The problem: Output the material beneath this task exactly, images excluded.

Collected data:
◇ ◇ ◇ ◇
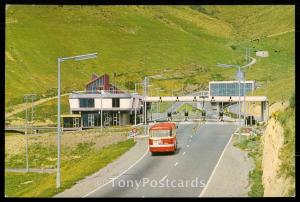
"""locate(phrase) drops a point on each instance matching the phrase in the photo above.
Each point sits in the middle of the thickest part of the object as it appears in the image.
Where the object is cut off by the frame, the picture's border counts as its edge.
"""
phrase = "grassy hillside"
(133, 41)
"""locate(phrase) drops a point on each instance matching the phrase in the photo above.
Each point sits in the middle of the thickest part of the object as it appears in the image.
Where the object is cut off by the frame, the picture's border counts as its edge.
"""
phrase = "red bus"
(162, 137)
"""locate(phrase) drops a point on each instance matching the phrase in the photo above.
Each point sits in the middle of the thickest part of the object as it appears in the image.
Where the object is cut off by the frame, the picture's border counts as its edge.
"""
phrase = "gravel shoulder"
(231, 176)
(104, 175)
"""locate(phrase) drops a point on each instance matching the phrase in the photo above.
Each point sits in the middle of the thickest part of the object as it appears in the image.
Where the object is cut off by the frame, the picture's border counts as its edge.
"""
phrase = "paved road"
(198, 154)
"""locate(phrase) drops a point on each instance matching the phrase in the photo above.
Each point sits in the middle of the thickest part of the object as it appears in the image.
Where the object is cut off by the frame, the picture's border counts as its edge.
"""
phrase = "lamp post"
(60, 60)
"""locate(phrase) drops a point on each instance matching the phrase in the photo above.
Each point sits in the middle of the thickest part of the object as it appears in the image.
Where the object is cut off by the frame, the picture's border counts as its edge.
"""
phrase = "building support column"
(263, 111)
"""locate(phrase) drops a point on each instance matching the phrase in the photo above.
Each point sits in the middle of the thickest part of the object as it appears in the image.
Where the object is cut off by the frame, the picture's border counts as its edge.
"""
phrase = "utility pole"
(239, 77)
(26, 134)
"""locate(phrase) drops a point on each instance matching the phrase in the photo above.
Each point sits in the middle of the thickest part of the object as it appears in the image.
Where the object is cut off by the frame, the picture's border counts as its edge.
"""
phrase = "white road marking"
(215, 168)
(98, 188)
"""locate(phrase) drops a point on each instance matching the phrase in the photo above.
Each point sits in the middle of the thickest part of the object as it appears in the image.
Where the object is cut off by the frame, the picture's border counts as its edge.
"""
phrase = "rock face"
(272, 142)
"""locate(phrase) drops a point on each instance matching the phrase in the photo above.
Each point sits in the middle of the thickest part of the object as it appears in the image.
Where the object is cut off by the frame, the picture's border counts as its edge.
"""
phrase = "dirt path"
(21, 107)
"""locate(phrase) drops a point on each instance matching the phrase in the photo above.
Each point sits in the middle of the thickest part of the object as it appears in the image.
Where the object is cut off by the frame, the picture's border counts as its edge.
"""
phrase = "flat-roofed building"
(102, 98)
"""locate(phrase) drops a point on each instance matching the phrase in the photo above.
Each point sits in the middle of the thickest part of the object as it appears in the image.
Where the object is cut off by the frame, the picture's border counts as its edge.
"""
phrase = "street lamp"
(59, 60)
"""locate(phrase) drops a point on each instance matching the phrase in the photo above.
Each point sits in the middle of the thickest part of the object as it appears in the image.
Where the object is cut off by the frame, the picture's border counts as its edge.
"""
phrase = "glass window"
(116, 102)
(86, 103)
(160, 133)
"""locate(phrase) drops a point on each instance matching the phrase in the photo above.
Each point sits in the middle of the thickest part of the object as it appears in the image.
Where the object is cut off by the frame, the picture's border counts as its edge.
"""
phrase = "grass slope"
(133, 41)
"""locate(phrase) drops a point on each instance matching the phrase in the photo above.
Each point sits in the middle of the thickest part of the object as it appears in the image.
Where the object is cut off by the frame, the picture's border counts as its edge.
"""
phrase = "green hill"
(179, 44)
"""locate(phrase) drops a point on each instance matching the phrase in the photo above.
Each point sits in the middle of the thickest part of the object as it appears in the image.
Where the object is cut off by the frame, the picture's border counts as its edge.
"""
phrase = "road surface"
(184, 173)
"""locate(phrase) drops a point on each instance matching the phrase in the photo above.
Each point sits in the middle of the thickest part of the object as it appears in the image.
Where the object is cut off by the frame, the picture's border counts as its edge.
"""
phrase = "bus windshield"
(161, 133)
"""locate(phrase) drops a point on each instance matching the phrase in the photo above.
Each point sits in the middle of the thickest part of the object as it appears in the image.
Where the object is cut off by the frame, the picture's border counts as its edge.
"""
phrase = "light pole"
(240, 76)
(59, 60)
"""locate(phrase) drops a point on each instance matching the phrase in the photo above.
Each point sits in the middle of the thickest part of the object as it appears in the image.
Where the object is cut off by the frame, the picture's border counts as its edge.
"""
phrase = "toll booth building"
(101, 104)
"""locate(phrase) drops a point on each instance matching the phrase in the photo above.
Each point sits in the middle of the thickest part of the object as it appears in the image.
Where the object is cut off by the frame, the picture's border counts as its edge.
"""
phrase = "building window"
(116, 102)
(87, 103)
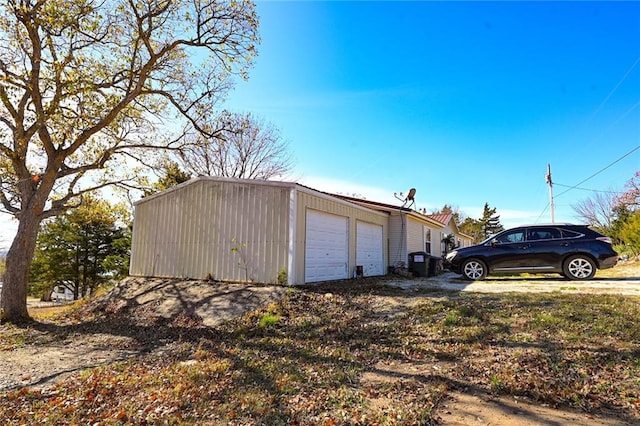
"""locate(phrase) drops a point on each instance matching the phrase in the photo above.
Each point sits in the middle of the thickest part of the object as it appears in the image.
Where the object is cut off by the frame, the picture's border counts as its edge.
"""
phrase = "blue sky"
(465, 101)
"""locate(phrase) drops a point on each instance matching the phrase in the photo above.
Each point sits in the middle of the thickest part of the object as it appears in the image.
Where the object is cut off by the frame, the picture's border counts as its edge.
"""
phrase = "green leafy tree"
(457, 216)
(85, 88)
(473, 228)
(81, 250)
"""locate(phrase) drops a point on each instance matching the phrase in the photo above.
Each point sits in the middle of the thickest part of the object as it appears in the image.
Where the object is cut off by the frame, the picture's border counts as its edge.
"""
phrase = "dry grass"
(357, 354)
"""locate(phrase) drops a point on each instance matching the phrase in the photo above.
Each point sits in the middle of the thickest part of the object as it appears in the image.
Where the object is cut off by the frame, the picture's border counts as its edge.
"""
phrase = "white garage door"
(327, 247)
(369, 248)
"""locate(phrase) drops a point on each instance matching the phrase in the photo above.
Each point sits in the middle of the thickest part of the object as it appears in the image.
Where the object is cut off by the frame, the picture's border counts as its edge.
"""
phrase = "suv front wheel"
(474, 269)
(579, 267)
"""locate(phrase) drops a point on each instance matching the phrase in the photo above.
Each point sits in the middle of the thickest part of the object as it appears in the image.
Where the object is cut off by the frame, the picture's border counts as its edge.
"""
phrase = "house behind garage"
(256, 231)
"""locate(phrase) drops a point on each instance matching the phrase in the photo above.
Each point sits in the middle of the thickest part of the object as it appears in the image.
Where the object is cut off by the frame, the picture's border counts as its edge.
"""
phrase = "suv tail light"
(604, 239)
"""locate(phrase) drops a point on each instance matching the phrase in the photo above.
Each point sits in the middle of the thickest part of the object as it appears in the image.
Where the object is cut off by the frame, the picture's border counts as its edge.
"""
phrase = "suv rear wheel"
(579, 267)
(474, 269)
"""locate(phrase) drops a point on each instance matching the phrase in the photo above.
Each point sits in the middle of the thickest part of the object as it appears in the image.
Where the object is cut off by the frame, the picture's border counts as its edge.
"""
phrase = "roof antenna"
(410, 198)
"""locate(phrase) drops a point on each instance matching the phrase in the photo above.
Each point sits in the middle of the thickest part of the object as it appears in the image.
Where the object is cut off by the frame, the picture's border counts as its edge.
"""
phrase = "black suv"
(575, 251)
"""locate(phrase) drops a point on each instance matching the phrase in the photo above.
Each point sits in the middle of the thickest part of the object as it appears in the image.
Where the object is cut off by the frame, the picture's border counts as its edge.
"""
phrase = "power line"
◇ ◇ ◇ ◇
Task answer:
"""locate(phrase) drops a point on each instance matching the phrase in the photo above.
Each point sits in the middle of the thickest part of the object as it appears in the image.
Where the object is cut off by the frame, the picture's border counts as its edge.
"""
phrase = "grassy hillside"
(133, 41)
"""locate(phrase) drops a point on each instance matching the phrase in the photo above.
Each point sits in the middle of the thickest part of the object as it appears in the image.
Where the object is cut off by the frame, the picture's border counts as its edge.
"""
phrase = "red bus"
(162, 137)
"""locate(phrase) drops a point on each instance matching the phrase in the photo above.
Each point sits in the middle of the thickest part of the object as it appears in the image.
Where the object is cut off by the frame, the picture's border counts as its edge.
"""
phrase = "gravel shoulder"
(231, 176)
(104, 175)
"""locate(phrase) drops a point on each instance matching the phrase in the photo above.
Each point sits in the middle of the thickest part of the object as it appears in the image.
Where the object is cut off by the frame, the picture's border counts as its edge.
"""
phrase = "paved road"
(198, 154)
"""locate(phrase) drops a point on each instance matching the phrase in the photo above.
Each point sits in the middle of the thickest part of the object as it appears in the image.
Where the object is cut off by the frame, the picture's border counts as its edge.
"""
phrase = "lamp post"
(60, 60)
"""locate(phrase) drops a point on each instance matching the phrase in the photo above.
Each point sits in the middle of the thickest part of the object as it appears in the image.
Where the object is cut off by the frame, the picture's border counts as its edge.
"""
phrase = "building support column"
(263, 111)
"""locate(phrase) drops a point on each instance matching the phrase in the photo above.
Each point sits in the middle of the thickest part of the object as it appears in the image.
Where the object is cut off by the frame, the picture's border counts as its edge.
"""
phrase = "utility pole"
(239, 77)
(26, 134)
"""locate(phrase) drops a point on each instance matching the phrase in the photo above.
Each point sits in the middle of the thickest part of the object as it appears in the image.
Where the object is cut off by the frame, the picture's border counts as its edge.
"""
phrase = "white road marking"
(215, 168)
(98, 188)
"""locate(phrase) drops a point on each instance matching the phrase in the photo above.
Each point sits in the middle of the thickest part of the object as it appears in the image.
Where the object is cut off by the frame, the picture's border counts as its edge.
"""
phrase = "rock face"
(272, 142)
"""locate(phrase) drops a point on each instance matching the phrase in the photo above.
Each point sits in the middle of the thickest part of the object as it appears in the image.
Where the object is cut off by the frame, the picture's border counts as its edge.
"""
phrase = "dirt path"
(21, 107)
"""locate(phrase) drops a point on each instance matching the phrase in the photo above.
Each point sits in the middle of the thickest part of the object as it appears in the image.
Where the object is cut off by the frame, the picture's border counts as its edge.
"""
phrase = "flat-roofed building"
(102, 98)
"""locate(phrase) drops a point on each instance matching the phrase in the photo above.
Each point sits in the middle of the thickest part of the object as it appears in the image.
Where the object is cut off by the frame, the picture's border counts as its edge.
"""
phrase = "street lamp"
(59, 60)
"""locate(phrase) drops a point on each instance matching the phrase in the photo above.
Each point sits in the middle of the thickest part of the object as it appears in the image.
Where the object is cut off by the frame, the picture's border counts as its edge.
"""
phrase = "glass window"
(116, 102)
(86, 103)
(160, 133)
"""locate(phrase) drops a point on each instance matching the phrase in the photo above.
Each point sits in the middle of the thickest part of the object as it appears in the image.
Where the object is cut off by the frame, the picture's border counts as its edge.
"""
phrase = "grass slope"
(133, 41)
"""locate(phrase) drops a point on each instance matching the phrase in the photo above.
Each point sits in the middle of the thickest part of the object as it appears in the image.
Where the object is cut off by the frame, the picture's border counts as its edge.
"""
phrase = "green hill"
(179, 44)
"""locate(phrase) drops a point on each instance matching the phrase in the photo above.
Each point sits in the middle of the thickest part of the object as it appears in the image.
Where the object is cut off by the frame, the picture's border counts as its edge.
"""
phrase = "road surface"
(184, 173)
"""locate(phrase) drops a point on each instance matching the phrase in the photo above.
Each point sits in the middle of the thickest part of the object as it appears in the image.
Where the object is cut off by the frame, the picture's border counts as its edge.
"""
phrase = "bus windshield"
(161, 133)
"""locate(phrase) drops a point on each instance matching the phrase in the photo above.
Each point sits in the middle of the thickest part of the object as it appears in the image.
Where the object is cut off by the frame, the picture's border counts as its edge.
"""
phrase = "light pole"
(240, 76)
(59, 60)
"""locate(phrase) drops a point on each instance matching the phrase in the photo above.
Each point sits in the middle of the thickest part of the object as it appears in the image.
Where the object is cut off by the frame, the picture's border counts as its edge.
"""
phrase = "toll booth building"
(101, 104)
"""locate(phrase) drops a point on each instance matching the phrase in the photo above.
Each point sits in the middle of the thickest part of the object as it appears in the image.
Where the object is cut off by the frame, the picture's border counts as its edge.
"""
phrase = "building window"
(116, 102)
(87, 103)
"""locate(phrase) drops a point on each instance matching the phrase in the photo above.
Each point sits in the middle of the thickest part of the object as it appears in the image.
Where the object is cut off by the frame, the picture's border counts as its edge.
"""
phrase = "blue sky"
(465, 101)
"""locate(phrase) drops a point on each instance matching the phrase in the photo above.
Each point sits in the middle of the thickest part of the object as it appears in the image.
Where the object is cut off by the frame, the picture's border counts as its edge.
"""
phrase = "green leafy tree"
(457, 216)
(85, 88)
(473, 228)
(81, 250)
"""locate(phrase) drops a point on each instance matching the phrase in the photo above.
Each point sits in the middle of the thickest part of the object as it appears in the image.
Where the object is cut off by the frame, the picture's border counts as its edge.
"""
phrase = "dry grass"
(357, 354)
"""locate(phrase) drops a point on each instance matching the phrase in the photo above.
Each point sits in the middle of the thickest part of the object as it appears in the image.
Where the object is cut off by the frame, the picture's border counts as its edge.
"""
phrase = "white garage door"
(327, 247)
(369, 248)
"""locate(phrase) drops a point on each instance matching the phrase in the photo above.
Each point sits in the middle of the thickest part of the object as it appears in the image.
Where the object is cut off by the frame, the picture's border counts as its edge.
"""
phrase = "suv front wheel"
(474, 269)
(579, 267)
"""locate(phrase) drops a point on each instance matching the phrase in the photo above.
Each point sits in the middle of the thickest part of the object as it appears in the image.
Where the object is cut off by the frame, the picture's border counts as its edge.
"""
phrase = "house behind garage"
(256, 231)
"""locate(phrase) drops a point on each instance matching the phrase in the photo above.
Each point sits in the middle of the thickest part of the object as it appears in the image.
Where the object is cut off by the frame, the picture's border counts as its edge.
"""
phrase = "suv tail light"
(604, 239)
"""locate(phrase) drops a point on each instance matching the phrase in the photo above.
Each point sits in the middle of the thickest part of the object as it appears in the image.
Where the object is cut off by the frame, the picture's border counts as its edge.
"""
phrase = "suv rear wheel"
(579, 267)
(474, 269)
"""locate(phrase) drops a point on each instance matching the phrase in the photo above.
Each point sits in the middle of the thickest part of the object as it appears in the image.
Where the object is cut off by the frame, the picture's border counts as its edge.
"""
phrase = "roof antenna"
(410, 198)
"""locate(phrase) drops a point on each instance matching the phrase in the photo above.
Each point sits in the middle of the thickest part of the object as it appears in the image.
Where the object is cut off by the frame, the picture's border counts as its edge.
"""
phrase = "black suv"
(575, 251)
"""locate(phrase) drops a point on each instance matching the phrase in the photo above.
Each point sits in the middle of the thickest part of the object as it appears in the image.
Where the object is cut off by the frame, the picture's border counts as its edge.
"""
phrase = "power line"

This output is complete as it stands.